(Pointing records)
^^^^
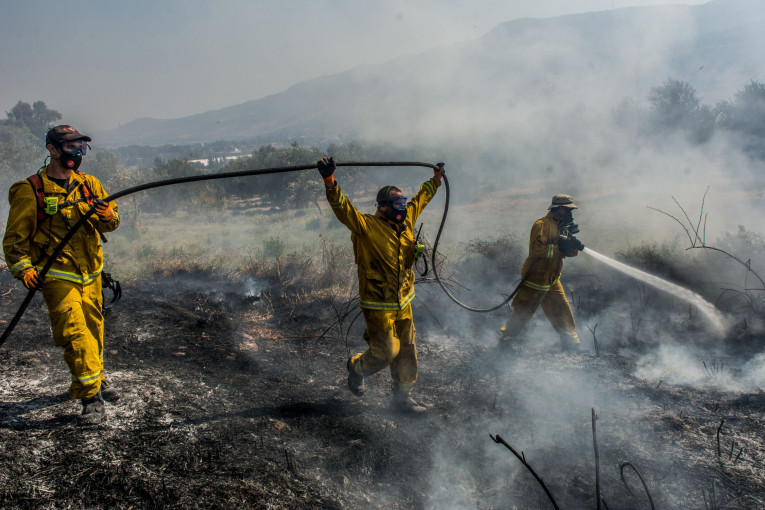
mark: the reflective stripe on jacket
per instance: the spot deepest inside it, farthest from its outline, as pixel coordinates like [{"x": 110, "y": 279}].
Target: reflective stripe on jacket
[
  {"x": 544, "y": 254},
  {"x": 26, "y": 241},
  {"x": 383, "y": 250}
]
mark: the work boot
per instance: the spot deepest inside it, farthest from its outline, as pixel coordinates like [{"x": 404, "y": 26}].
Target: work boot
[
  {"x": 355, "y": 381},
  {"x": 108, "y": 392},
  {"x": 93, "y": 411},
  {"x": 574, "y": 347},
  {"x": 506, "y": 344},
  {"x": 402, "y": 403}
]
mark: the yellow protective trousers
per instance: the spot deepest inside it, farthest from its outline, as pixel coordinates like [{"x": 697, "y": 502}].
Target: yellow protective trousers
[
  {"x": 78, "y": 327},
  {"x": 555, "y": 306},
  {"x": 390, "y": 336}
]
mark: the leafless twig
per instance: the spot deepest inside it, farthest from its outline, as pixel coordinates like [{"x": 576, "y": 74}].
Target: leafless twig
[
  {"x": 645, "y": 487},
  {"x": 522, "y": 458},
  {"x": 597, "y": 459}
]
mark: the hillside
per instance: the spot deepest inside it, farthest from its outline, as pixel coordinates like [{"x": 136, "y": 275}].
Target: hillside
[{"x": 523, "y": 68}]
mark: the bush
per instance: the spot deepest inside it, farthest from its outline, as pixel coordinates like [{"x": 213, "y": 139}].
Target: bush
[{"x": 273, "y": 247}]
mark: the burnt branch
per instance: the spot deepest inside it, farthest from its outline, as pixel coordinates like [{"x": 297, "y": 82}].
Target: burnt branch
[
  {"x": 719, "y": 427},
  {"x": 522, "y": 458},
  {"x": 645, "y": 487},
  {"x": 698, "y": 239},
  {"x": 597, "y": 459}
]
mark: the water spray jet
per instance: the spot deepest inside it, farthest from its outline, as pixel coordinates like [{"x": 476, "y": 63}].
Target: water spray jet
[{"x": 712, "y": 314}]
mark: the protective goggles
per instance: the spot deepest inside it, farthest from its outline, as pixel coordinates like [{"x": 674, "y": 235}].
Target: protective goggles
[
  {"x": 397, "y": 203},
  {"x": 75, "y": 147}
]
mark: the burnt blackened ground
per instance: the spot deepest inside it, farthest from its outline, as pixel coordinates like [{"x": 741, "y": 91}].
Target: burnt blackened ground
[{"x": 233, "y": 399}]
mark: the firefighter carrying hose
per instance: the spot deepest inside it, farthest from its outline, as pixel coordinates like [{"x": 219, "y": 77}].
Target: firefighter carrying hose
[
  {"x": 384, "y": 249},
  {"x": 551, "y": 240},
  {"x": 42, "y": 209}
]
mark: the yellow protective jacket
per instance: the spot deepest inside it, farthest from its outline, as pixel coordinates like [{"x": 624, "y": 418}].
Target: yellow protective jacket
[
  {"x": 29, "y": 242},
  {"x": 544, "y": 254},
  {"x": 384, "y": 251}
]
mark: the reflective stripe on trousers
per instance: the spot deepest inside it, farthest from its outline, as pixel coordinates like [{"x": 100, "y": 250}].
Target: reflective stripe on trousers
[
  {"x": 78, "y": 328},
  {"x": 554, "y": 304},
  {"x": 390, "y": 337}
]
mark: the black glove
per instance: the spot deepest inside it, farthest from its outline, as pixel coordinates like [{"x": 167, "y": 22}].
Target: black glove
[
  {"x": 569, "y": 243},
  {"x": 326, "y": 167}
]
^^^^
Written problem: Omit the pictures and reproduce the listing exactly.

Written response:
mark: the reflective stripe on jacket
per instance: the spot deepest inside it, farthest from its outline, as pixel coordinates like [{"x": 110, "y": 279}].
Target: reflective stripe on jacket
[
  {"x": 544, "y": 254},
  {"x": 26, "y": 241},
  {"x": 383, "y": 250}
]
mark: the work boot
per instance: the spot deepest inside it, farthest from its outline, as pixel coordinates like [{"x": 404, "y": 26}].
Target: work boot
[
  {"x": 355, "y": 381},
  {"x": 108, "y": 392},
  {"x": 93, "y": 411},
  {"x": 574, "y": 347},
  {"x": 506, "y": 344},
  {"x": 402, "y": 403}
]
mark: the yellow protective trousers
per instance: the spot deepest inside it, farthest from its outline, as pixel coordinates like [{"x": 697, "y": 502}].
Target: yellow protective trousers
[
  {"x": 78, "y": 327},
  {"x": 555, "y": 306},
  {"x": 390, "y": 336}
]
mark: the leafless twig
per instance: the spot deepest inside it, farthest from its outline, as pixel coordinates like [{"x": 576, "y": 74}].
Target: leafless twig
[
  {"x": 645, "y": 487},
  {"x": 522, "y": 458},
  {"x": 597, "y": 459}
]
mark: the hillside
per instance: the spot deepest inside it, farthest from its outline, as pixel coordinates like [{"x": 136, "y": 275}].
Target: hillside
[{"x": 523, "y": 68}]
mark: the bush
per instance: the spot deepest inside it, farthest from its outline, as pixel coordinates like [{"x": 213, "y": 139}].
Target: bush
[{"x": 273, "y": 247}]
mark: the burnt branch
per instance: the spot deepest inside it, farthest from its outline, as pixel coordinates like [{"x": 297, "y": 82}].
Target: burnt branch
[
  {"x": 719, "y": 427},
  {"x": 522, "y": 458},
  {"x": 645, "y": 487},
  {"x": 698, "y": 239},
  {"x": 597, "y": 459}
]
mark: the water spray jet
per instance: the spot deepest inside it, farthest from its outline, as pixel coordinates like [{"x": 476, "y": 63}].
Target: water spray jet
[{"x": 712, "y": 314}]
mark: the protective goggles
per instance: the spot deepest inside it, farthest from its outline, as pixel coordinates like [{"x": 674, "y": 235}].
Target: protective goggles
[
  {"x": 397, "y": 203},
  {"x": 75, "y": 147}
]
mark: the burnt blackened ground
per instance: the spot deepest inside it, farthest from its outline, as pixel coordinates like [{"x": 741, "y": 91}].
Target: burnt blackened ground
[{"x": 233, "y": 399}]
mark: the firefighter carrying hose
per instance: the spot deepest inside it, farthest from its outline, as pixel coordinates like [{"x": 219, "y": 77}].
Target: firefighter carrying hose
[
  {"x": 384, "y": 249},
  {"x": 551, "y": 240},
  {"x": 42, "y": 209}
]
mark: the yellow protective jacket
per instance: the spot deepest inside it, farthest from its outline, as pixel coordinates like [{"x": 624, "y": 418}].
Target: yellow protective jacket
[
  {"x": 29, "y": 242},
  {"x": 544, "y": 254},
  {"x": 384, "y": 251}
]
mark: the reflective stripe on trousers
per instance: the spot deepest inside it, farthest from its outline, as pixel coordinates like [{"x": 100, "y": 250}].
Target: reflective stripe on trousers
[
  {"x": 78, "y": 328},
  {"x": 554, "y": 304},
  {"x": 390, "y": 337}
]
mark: the black glove
per instance: the spot deepest inside it, farthest from its outline, as pixel coordinates like [{"x": 167, "y": 22}].
Target: black glove
[
  {"x": 569, "y": 243},
  {"x": 326, "y": 167}
]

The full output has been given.